Excerpted passage -
----------------------------------------
The animal welfare law protecting the domestic animals (pets) of Texas is encompassed within a statute that is much wider in its ambit and which also includes livestock. The law is called: PENAL CODE, TITLE 9. OFFENSES AGAINST PUBLIC ORDER AND DECENCY. The relevant section is under the heading ‘disorderly conduct and related offences’. It seems that in Texas animal cruelty is a branch of disorderly conduct which appears to me to downgrade a serious crime. In the UK, for instance, there is a free-standing statute that protects animals from acts of abuse and cruelty: Animal Welfare Act 2006.
Why isn’t there are similar free-standing Texan statute solely concerned with animal welfare? Guess: Texas is not that good at animal welfare protection in its laws (that’s incorrect – see below). For example, I am told that Texas is the worst state in the US for animal welfare deaths (source: The Animal Rescue Site News).
However, the Animal Defense League ranks Texas as 11th and in the top tier of the 50 states in terms of their animal protection laws. That’s pretty good.
Non-livestock? Why not just say ‘domestic animals’?
I am surprised that they describe domestic animals such as cats and dogs as ‘non-livestock animals’. It is second best. My general impression about Texas is that Texans like firearms which may increase the potential for animal cruelty by firearm, particularly in respect of the police shooting dogs perceived as a threat when they are not. Wrong? Tell me in a comment, please.
I have highlighted the clause which heads the list of criminal offences and the classification of the crime in terms of severity.
Here is Texas’ animal welfare law in an Act (a statute) that covers wider issues.
CHAPTER 42. DISORDERLY CONDUCT AND RELATED OFFENSES
Sec. 42.092. CRUELTY TO NONLIVESTOCK ANIMALS. (a) In this section:
(1) “Abandon” includes abandoning an animal in the person’s custody without making reasonable arrangements for assumption of custody by another person.
(2) “Animal” means a domesticated living creature, including any stray or feral cat or dog, and a wild living creature previously captured. The term does not include an uncaptured wild living creature or a livestock animal.
(3) “Cruel manner” includes a manner that causes or permits unjustified or unwarranted pain or suffering.
----------------------------------------
Provided information -

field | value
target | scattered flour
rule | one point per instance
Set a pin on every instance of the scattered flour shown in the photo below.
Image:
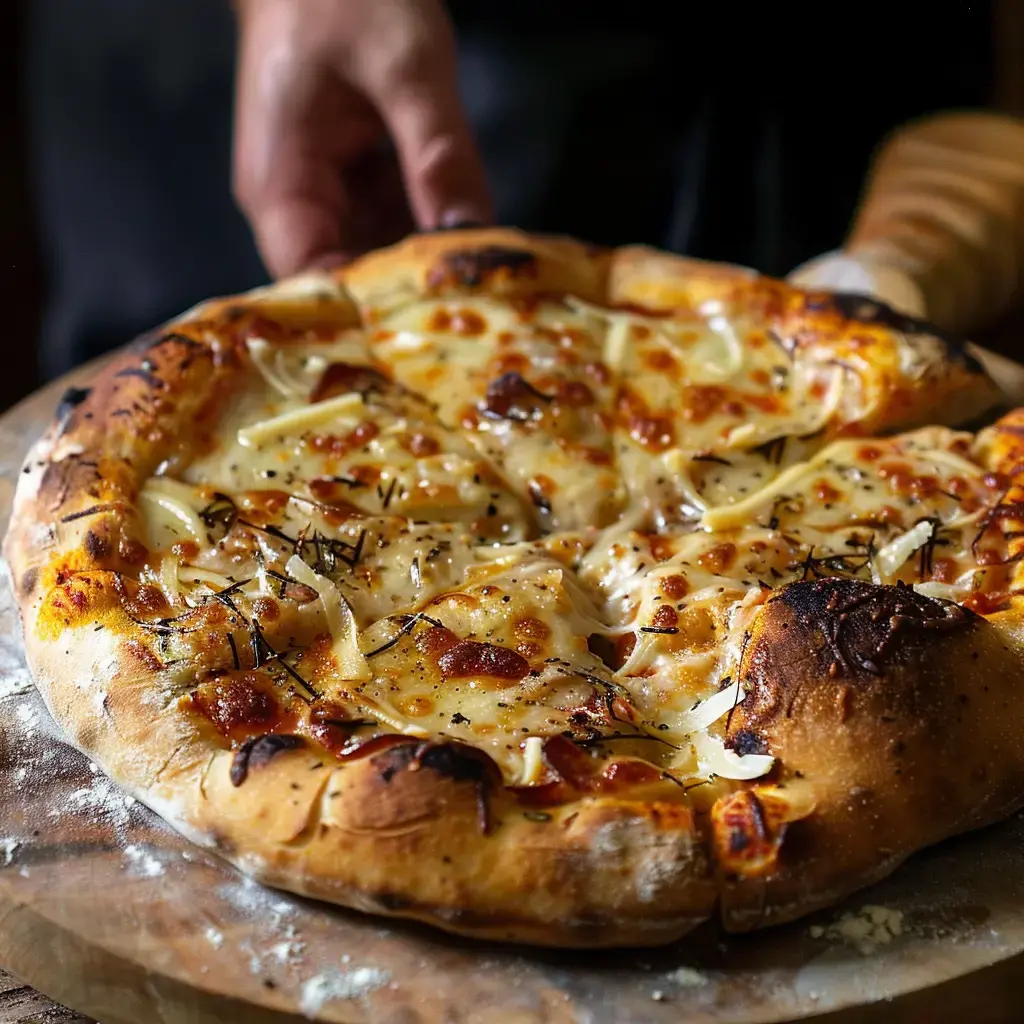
----------------------------------------
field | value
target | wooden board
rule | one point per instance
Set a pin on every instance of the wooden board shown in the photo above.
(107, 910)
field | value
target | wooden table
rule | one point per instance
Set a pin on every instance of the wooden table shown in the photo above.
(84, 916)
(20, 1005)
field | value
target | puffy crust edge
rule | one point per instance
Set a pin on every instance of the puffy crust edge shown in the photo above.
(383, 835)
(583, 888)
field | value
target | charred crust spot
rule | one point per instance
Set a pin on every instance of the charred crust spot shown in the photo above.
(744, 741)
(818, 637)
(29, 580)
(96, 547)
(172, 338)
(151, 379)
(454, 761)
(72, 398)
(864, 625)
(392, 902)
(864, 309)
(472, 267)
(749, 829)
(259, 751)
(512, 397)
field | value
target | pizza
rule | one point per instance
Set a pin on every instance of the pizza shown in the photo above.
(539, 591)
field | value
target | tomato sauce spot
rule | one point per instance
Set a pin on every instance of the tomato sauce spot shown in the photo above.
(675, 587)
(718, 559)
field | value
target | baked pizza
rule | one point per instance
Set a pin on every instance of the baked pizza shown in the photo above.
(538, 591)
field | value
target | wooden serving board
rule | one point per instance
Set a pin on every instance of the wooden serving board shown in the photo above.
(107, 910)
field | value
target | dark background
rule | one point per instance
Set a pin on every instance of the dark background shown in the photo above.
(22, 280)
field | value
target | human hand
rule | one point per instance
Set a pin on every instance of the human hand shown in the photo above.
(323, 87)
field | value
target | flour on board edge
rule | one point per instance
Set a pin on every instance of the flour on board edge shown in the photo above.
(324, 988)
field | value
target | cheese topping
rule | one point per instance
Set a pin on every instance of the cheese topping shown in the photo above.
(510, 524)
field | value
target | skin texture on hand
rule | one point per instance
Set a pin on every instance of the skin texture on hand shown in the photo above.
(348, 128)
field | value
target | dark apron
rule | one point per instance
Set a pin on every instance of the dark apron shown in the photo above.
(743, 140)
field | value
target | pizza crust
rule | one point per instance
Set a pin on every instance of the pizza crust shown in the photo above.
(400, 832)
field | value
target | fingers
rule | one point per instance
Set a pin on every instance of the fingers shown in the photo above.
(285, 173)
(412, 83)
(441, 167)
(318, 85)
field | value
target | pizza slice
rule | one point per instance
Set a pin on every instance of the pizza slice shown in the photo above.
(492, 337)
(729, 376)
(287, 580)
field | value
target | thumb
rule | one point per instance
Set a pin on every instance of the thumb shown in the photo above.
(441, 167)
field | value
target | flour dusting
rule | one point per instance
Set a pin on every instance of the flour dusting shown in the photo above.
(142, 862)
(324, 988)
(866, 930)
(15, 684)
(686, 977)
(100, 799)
----------------------------------------
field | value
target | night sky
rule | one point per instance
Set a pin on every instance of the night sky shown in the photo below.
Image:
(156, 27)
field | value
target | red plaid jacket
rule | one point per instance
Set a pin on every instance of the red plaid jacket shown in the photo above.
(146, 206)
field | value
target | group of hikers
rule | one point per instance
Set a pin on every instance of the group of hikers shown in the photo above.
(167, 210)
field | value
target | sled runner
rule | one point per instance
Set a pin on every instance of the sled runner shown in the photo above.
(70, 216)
----------------------------------------
Exercise instructions -
Answer these questions from the Texas animal cruelty text:
(a) Which free-standing UK statute protects animals from abuse and cruelty?
(b) Where does the Animal Defense League rank Texas among the 50 states for its animal protection laws?
(c) Which two kinds of creature does the term "Animal" not include under Sec. 42.092?
Use only the Texas animal cruelty text to answer, not the rows.

Problem solution -
(a) The Animal Welfare Act 2006.
(b) 11th, in the top tier.
(c) An uncaptured wild living creature and a livestock animal.